Fragmento de página:

..............................

Nací en Venecia, al
norte de Italia, el 22 de marzo de 1917. A la edad de 10 años fui enviado a un
seminario católico romano en Piacenza; y después de 12 años de estudio,
recibí la ordenación al sacerdocio el 22 de octubre de 1939.
Dos meses después el
Cardenal R. Rossi, mi superior, me envió a América como sacerdote asistente de la
nueva iglesia italiana. En aquel tiempo mi único anhelo y ambición era complacer al papa.
Fue un domingo, en
febrero del año 1944, cuando por casualidad, sintonicé un programa
religioso. Mi teología fue violentada por un texto que oí. “Cree en el Señor Jesucristo y
serás salvo.” ¡Así que, pensé, ¡vaya!, ¡no es pecado contra el
Espíritu Santo creer que uno es salvo!
Pero cada vez que yo
veía el crucifijo grande sobre el altar, me parecía que Cristo me reprendía
diciéndome: “Tú estás robando dinero de gente pobre y trabajadora por medio de
falsas promesas. Enseñas doctrinas contrarias a mis enseñanzas. Las almas de los que
creen no van a un lugar de tormento, porque Yo he dicho: “Bienaventurados los muertos que de aquí en adelante,
mueren en el Señor. Sí, dice el Espíritu, descansarán de sus trabajos; porque
sus obras con ellos siguen” Apocalipsis 14:13. Continuaba, “Yo no necesito
repeticiones del sacrificio de la cruz porque mi sacrificio fue completo.

..............................

Material extraído:
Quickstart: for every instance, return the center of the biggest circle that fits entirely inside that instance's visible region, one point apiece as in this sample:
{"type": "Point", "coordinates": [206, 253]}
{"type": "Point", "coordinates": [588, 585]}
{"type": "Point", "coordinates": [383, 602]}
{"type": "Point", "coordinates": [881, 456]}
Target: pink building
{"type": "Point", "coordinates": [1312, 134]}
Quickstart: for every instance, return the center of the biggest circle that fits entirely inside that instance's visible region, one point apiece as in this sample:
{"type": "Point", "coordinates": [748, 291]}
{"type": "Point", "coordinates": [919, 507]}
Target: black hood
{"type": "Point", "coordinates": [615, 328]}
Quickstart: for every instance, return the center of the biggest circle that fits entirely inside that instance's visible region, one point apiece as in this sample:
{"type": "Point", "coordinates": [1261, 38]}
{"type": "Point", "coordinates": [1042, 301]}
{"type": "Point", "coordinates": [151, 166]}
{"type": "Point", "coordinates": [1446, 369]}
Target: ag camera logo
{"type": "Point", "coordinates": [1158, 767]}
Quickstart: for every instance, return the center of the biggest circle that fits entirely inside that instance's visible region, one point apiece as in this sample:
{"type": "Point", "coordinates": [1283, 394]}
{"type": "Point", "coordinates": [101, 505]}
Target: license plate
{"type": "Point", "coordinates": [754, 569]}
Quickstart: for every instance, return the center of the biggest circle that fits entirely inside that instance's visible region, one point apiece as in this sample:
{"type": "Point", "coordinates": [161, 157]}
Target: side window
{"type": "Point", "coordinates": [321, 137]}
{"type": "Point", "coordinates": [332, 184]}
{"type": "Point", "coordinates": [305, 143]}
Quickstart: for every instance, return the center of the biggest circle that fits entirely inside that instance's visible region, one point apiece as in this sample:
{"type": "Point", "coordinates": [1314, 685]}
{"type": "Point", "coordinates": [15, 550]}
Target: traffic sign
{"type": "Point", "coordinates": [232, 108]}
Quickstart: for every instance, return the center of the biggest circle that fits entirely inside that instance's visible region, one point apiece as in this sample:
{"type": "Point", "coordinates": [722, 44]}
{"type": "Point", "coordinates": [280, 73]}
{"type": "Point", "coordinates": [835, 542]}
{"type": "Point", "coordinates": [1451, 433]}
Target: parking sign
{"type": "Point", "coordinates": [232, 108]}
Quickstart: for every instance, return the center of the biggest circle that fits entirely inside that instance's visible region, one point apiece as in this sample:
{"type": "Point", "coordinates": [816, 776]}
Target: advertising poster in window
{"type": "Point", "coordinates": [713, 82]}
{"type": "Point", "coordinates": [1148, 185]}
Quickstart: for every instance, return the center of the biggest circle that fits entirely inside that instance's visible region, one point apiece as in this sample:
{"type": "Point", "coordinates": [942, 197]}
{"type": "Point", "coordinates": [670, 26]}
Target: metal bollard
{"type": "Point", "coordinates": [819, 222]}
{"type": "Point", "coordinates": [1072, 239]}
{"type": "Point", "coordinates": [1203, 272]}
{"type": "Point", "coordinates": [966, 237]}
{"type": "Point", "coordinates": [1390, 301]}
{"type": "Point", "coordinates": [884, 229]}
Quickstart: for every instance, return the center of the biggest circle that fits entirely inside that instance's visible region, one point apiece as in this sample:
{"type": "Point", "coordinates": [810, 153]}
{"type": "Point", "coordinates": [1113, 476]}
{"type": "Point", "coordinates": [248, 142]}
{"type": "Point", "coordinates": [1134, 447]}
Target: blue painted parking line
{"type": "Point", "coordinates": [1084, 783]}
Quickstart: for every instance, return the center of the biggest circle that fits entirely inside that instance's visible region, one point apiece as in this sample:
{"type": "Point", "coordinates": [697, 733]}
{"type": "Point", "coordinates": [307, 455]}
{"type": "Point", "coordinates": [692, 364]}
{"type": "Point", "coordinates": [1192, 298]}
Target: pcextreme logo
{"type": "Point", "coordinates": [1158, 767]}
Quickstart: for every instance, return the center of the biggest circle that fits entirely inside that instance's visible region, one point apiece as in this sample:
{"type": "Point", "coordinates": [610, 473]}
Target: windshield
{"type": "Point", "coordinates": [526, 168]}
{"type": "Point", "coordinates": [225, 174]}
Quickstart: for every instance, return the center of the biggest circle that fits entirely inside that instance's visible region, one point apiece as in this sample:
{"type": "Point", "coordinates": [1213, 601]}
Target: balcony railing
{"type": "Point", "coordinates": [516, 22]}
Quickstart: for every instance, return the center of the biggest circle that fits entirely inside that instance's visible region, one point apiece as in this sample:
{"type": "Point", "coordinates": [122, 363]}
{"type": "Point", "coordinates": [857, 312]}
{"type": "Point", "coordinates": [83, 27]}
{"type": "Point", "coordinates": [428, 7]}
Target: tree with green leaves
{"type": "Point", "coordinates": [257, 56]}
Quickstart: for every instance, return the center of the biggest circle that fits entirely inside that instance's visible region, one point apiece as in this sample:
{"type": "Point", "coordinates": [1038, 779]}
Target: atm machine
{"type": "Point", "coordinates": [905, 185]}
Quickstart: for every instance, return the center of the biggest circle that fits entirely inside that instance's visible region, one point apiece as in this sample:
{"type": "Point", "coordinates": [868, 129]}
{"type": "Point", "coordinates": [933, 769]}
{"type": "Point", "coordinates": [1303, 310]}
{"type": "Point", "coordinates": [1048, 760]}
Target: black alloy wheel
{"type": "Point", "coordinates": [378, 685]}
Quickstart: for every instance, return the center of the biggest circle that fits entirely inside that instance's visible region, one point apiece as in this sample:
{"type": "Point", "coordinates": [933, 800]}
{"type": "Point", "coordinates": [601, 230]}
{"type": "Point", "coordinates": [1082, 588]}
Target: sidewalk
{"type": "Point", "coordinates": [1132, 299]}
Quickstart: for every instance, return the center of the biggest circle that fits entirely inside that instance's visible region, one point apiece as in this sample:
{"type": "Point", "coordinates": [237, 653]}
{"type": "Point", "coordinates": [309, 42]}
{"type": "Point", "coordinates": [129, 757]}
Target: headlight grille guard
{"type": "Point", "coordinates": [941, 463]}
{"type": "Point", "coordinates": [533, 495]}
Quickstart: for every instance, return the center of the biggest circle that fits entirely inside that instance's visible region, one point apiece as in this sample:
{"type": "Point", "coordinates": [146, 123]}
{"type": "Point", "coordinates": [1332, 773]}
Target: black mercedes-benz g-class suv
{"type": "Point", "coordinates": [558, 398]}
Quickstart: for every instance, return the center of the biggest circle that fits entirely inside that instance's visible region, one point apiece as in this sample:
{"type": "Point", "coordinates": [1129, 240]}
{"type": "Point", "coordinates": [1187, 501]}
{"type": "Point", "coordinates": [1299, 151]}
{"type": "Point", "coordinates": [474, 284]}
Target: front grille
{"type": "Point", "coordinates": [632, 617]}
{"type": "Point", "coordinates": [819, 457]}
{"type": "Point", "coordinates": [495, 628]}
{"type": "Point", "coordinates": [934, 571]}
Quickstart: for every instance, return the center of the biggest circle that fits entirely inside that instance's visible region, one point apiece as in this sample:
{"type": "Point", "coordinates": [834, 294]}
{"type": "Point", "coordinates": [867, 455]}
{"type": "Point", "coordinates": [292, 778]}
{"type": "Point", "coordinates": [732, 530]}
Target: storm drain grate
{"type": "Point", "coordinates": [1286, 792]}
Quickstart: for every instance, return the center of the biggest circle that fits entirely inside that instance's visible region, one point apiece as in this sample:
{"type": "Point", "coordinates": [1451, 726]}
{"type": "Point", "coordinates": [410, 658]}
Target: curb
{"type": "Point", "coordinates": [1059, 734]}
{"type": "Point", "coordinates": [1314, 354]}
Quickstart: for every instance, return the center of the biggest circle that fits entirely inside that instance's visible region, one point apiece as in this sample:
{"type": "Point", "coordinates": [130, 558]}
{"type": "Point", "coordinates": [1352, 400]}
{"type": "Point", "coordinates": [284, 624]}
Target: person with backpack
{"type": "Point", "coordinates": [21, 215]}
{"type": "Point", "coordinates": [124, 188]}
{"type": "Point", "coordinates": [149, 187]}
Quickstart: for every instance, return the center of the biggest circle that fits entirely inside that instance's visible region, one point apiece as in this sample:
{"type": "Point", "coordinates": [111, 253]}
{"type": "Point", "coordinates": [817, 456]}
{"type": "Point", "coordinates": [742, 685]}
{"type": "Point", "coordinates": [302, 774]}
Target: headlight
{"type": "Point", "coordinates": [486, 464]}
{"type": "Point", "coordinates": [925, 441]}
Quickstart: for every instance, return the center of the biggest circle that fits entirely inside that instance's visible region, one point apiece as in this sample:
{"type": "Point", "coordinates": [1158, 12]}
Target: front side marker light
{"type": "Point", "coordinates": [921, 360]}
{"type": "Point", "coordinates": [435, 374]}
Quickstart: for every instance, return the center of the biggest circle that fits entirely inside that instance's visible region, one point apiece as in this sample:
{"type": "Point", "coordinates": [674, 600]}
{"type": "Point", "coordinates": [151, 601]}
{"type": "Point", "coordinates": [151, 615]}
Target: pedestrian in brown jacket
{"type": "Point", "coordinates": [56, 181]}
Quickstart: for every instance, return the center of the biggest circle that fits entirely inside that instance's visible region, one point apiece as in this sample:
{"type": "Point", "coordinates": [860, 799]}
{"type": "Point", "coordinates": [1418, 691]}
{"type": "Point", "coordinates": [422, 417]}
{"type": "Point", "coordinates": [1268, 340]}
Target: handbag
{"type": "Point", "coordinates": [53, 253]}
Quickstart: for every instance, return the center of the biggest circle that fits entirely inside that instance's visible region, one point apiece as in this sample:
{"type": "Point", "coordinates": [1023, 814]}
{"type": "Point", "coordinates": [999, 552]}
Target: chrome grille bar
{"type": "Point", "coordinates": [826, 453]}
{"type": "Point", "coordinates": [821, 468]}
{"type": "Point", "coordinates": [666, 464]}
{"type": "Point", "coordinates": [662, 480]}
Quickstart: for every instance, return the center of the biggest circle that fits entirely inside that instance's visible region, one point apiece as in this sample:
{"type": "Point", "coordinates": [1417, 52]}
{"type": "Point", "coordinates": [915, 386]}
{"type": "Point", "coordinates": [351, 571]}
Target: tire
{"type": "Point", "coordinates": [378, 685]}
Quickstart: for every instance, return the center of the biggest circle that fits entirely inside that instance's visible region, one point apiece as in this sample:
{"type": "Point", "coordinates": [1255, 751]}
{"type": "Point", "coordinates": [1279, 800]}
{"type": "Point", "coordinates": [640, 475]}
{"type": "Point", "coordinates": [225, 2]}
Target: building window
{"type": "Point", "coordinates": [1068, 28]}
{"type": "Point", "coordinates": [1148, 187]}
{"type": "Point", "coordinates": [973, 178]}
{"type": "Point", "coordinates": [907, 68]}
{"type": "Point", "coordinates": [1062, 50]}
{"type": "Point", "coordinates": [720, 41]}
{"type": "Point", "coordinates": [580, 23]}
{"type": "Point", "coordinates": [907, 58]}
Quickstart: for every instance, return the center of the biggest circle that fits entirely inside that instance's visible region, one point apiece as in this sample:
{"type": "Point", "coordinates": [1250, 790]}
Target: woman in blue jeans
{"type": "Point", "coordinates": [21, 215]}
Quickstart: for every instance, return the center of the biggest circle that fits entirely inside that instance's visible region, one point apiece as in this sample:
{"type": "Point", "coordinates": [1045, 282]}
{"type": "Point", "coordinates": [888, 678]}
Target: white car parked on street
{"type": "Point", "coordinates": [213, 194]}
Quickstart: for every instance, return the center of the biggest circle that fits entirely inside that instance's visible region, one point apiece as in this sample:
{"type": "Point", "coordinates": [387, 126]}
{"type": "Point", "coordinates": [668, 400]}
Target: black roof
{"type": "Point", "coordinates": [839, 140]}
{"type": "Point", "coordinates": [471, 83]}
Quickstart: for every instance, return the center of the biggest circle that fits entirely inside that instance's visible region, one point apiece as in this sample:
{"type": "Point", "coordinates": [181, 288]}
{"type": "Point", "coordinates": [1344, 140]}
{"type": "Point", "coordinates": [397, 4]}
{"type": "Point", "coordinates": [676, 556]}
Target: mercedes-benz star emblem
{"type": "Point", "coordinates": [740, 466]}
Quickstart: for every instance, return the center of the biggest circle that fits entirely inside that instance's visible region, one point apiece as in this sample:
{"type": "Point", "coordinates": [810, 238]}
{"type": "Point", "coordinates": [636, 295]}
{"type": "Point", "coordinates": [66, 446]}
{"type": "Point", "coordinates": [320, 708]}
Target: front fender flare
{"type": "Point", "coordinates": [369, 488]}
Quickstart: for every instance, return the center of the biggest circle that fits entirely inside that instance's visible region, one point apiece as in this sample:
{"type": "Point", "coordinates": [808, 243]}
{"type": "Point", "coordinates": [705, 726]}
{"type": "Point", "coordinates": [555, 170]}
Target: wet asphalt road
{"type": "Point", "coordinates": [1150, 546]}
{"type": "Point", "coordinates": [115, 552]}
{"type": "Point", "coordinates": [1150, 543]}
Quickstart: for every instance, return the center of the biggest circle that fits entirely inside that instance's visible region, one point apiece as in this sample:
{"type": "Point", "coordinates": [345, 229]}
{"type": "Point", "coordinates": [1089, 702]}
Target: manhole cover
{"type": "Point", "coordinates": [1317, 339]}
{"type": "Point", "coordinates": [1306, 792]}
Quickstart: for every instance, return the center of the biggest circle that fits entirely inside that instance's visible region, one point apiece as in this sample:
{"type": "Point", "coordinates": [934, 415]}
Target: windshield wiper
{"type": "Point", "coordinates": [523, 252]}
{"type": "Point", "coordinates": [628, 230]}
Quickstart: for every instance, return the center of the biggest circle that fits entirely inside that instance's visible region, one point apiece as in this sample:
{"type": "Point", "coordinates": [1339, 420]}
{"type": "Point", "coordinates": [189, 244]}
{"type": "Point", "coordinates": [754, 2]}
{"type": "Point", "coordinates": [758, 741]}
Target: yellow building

..............................

Ejercicio breve: Escribe todos los nombres de lugares geográficos que aparecen en el fragmento. Responde solo con lo que dice el fragmento.

Solución: Venecia, Italia, Piacenza, América